Extrait du document:
------------------------------------------------
Une politique au cas par cas
Et durant ces 2 dernières années, les cabinets ont globalement plutôt tâtonné sur le dossier du télétravail, hésitant à le couler définitivement dans le bronze avec une politique écrite noire sur blanc, ou à faire « light », à la demande, au cas par cas, de façon informelle. À l’instar d’OC&C, un cabinet qui a d’abord expérimenté un télétravail processé. « Pendant 6 mois, on ne savait pas si l’on devait faire revenir tout le monde, imposer des jours de présence obligatoire, ou laisser faire les collaborateurs comme ils le voulaient. Devant l’expérience du télétravail imposée qui a pu être difficile – en Grande-Bretagne, ils ont été en télétravail pur pendant un an et demi –, et des populations avec des besoins différents, nous avons décidé de rester dans la ligne de notre politique libre et responsabilisante », témoigne Jean-Baptiste Brachet, partner d’OC&C. À la suite de cette expérience jugée peu convaincante, OC&C est donc revenu à une pratique du télétravail « libre, non écrite, misant sur la responsabilité des collaborateurs, qui en est d’ailleurs renforcée ».
Chez Bain & Company, la période post-covid a permis d’édicter « des principes de bon sens », comme le précise Raphaëlle de Soto, la DRH. « Avant le covid, nous réfléchissions à légiférer sur le sujet. Cette question aurait pu devenir un serpent de mer, voire un problème, mais la période covid – et les confinements – a répondu d’elle-même à cette question. L’organisation prévoit du télétravail, mais avec une priorité business adaptée en fonction des besoins des clients et une priorité de cohésion. Car le métier s’apprend beaucoup avec les autres dans une logique de compagnonnage dans les sujets. » Finalement, très peu de télétravail dans les faits chez Bain aujourd’hui, et « quand les Bainies souhaitent télétravailler, ça ne pose aucun problème. Il n’y a ni obligations ni interdits, il n’y a aucun besoin de légiférer dans ce domaine », ajoute la DRH de Bain Paris.
------------------------------------------------
Extrait des données:
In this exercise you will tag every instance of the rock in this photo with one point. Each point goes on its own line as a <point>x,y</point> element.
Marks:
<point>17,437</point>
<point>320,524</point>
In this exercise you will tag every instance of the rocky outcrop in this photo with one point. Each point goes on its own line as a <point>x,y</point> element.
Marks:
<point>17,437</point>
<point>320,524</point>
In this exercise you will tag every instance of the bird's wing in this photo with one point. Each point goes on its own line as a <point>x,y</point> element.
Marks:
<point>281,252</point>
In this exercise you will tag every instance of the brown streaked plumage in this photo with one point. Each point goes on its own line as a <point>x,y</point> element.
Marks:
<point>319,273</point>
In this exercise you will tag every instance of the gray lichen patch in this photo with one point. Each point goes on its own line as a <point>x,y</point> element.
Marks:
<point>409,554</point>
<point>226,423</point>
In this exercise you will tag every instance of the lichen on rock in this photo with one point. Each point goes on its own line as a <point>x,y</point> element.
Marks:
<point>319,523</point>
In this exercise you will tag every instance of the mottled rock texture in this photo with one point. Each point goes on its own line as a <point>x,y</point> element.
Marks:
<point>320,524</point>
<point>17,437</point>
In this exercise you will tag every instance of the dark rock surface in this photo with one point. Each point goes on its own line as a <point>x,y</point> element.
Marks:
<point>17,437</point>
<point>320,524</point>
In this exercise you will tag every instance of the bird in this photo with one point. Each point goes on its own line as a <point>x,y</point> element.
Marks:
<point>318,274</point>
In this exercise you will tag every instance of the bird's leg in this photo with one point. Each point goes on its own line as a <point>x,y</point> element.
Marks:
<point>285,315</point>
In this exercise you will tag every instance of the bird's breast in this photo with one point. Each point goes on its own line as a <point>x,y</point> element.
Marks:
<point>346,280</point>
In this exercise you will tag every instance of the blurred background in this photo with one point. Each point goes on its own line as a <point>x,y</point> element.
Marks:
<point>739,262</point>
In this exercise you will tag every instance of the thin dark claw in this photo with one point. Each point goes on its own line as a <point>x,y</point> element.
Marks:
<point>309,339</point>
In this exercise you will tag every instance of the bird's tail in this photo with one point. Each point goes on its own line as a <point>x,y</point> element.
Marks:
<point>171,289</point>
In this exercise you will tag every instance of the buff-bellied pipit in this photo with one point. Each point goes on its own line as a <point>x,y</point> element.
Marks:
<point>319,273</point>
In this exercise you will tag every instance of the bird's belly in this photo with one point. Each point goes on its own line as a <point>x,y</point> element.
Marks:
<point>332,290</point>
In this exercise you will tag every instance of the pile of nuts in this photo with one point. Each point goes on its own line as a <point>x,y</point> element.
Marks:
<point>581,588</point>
------------------------------------------------
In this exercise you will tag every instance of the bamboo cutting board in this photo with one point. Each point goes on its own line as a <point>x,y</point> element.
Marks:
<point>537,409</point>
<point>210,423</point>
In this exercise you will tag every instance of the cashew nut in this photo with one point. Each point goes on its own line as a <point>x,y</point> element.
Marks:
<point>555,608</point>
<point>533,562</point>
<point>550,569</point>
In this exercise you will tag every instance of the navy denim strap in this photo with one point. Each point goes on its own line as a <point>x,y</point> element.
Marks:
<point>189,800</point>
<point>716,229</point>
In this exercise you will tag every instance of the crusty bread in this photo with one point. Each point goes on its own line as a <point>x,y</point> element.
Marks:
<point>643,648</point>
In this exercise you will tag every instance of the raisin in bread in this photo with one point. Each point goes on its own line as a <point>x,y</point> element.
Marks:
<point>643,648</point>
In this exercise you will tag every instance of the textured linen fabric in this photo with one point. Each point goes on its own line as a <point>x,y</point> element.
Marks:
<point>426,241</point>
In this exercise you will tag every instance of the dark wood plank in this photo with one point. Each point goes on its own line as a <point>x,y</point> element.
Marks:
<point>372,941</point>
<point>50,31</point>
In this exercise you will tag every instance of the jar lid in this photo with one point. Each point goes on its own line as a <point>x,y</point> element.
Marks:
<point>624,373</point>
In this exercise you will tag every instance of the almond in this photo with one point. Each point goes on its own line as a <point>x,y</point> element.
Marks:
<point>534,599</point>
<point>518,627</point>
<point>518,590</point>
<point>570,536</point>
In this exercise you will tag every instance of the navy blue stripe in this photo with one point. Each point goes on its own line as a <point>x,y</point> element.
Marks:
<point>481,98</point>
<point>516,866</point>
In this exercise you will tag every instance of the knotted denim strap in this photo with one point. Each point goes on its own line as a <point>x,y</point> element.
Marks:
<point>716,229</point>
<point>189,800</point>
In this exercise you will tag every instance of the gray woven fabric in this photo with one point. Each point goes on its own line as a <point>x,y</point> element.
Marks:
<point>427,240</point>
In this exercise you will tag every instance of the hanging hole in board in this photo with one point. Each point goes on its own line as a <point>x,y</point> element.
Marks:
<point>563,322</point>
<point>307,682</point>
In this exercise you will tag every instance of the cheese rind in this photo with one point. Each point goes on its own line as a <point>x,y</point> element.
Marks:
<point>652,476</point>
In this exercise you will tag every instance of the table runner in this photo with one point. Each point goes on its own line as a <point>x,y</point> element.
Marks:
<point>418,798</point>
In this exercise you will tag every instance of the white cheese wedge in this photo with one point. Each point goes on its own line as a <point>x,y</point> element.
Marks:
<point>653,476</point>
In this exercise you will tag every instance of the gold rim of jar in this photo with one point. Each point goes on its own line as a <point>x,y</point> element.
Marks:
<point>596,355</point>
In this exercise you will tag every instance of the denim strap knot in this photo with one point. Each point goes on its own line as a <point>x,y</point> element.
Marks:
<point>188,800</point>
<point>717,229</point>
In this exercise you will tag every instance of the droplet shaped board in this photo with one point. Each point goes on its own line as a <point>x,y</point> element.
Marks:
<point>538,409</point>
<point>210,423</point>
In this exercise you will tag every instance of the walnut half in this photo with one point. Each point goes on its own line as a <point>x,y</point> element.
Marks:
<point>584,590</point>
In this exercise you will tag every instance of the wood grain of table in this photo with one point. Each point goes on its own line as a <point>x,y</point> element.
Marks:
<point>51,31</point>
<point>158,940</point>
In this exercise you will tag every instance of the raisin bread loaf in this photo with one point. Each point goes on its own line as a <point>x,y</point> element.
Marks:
------------------------------------------------
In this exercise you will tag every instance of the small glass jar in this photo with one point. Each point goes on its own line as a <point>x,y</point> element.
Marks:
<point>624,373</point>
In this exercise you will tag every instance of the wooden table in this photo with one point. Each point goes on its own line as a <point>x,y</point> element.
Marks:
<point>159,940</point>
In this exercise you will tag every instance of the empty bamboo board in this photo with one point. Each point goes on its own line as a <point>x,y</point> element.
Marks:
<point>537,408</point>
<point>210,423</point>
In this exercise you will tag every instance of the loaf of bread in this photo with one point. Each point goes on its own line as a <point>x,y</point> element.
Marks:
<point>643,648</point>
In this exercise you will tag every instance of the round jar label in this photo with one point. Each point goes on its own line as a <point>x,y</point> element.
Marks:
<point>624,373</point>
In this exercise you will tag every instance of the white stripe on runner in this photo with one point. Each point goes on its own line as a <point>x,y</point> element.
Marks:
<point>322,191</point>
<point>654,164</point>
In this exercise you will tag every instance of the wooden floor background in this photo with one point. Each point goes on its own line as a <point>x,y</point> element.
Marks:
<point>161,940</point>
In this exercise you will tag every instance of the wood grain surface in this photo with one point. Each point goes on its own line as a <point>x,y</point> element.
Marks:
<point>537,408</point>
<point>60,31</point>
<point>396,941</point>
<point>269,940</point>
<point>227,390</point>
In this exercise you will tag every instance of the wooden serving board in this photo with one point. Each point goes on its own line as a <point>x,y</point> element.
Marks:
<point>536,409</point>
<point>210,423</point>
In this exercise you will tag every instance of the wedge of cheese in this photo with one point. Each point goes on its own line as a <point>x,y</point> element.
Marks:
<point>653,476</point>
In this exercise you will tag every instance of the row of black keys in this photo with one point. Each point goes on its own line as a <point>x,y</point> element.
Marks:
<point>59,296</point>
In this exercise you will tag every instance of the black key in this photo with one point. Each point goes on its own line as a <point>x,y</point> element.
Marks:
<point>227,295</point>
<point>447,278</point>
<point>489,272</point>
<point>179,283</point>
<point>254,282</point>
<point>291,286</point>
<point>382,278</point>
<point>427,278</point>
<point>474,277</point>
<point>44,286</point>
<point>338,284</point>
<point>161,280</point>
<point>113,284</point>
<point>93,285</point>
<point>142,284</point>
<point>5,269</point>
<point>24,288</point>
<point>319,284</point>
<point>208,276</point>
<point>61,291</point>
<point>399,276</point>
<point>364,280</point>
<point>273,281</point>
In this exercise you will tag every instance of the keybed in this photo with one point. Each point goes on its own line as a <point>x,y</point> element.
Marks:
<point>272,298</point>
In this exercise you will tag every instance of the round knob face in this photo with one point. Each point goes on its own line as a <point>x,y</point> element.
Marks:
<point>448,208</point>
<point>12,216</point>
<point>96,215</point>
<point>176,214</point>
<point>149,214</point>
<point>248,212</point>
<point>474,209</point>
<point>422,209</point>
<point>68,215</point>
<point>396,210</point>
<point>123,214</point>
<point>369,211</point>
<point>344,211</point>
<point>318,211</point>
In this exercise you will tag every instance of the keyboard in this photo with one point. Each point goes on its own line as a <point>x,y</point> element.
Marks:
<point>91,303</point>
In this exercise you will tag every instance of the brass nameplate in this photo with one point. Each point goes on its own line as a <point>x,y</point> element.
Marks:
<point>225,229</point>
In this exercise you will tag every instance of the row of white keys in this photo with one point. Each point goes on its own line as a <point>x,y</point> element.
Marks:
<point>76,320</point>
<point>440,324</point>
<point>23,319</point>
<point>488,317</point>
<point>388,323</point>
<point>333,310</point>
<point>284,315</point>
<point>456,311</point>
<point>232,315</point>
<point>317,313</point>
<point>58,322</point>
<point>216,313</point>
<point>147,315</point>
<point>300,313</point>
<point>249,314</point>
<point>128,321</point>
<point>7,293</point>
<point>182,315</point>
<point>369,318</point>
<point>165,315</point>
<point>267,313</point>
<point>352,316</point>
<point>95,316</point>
------------------------------------------------
Consignes de travail:
#1 Les affirmations suivantes concordent-elles avec l'extrait sur le télétravail ? Répondez par oui ou par non pour chacune, en citant mot pour mot les mots décisifs de l'extrait : (a) chez OC&C, le télétravail est aujourd'hui encadré par une politique écrite ; (b) chez Bain & Company, on télétravaille aujourd'hui très peu dans les faits ; (c) selon la DRH de Bain Paris, il faut légiférer sur le télétravail.
#2 D'après l'extrait sur le télétravail, quelle fonction Jean-Baptiste Brachet occupe-t-il chez OC&C ?
#3 Veuillez poursuivre l'extrait sur le télétravail après sa dernière phrase.

Réponses attendues:
#1
(a) Non : « libre, non écrite, misant sur la responsabilité des collaborateurs ».
(b) Oui : « Finalement, très peu de télétravail dans les faits chez Bain aujourd’hui ».
(c) Non : « il n’y a aucun besoin de légiférer dans ce domaine ».

#2 Il est partner d'OC&C.

#3
Le cabinet Cepton a vu arriver la vague télétravail un peu différemment, puisque la gouvernance l’avait mis en place avant-même la pandémie, « sous la forme d’une charte écrite qui l’encadrait, sans pour autant instaurer de nombre de jours ni de conditions, et qui n’a pas changé depuis », comme en témoigne Matthias Bucher. Une charte à forts enjeux pour cet associé de Cepton. « Nous nous devions de conserver une forme de liberté, de décider par projet en fonction des envies et des besoins, de mettre en place les bons outils, et de faire en sorte que tout le monde soit capable de revenir au bureau et d’aller chez le client si des meetings exceptionnels s’ajoutaient aux agendas. »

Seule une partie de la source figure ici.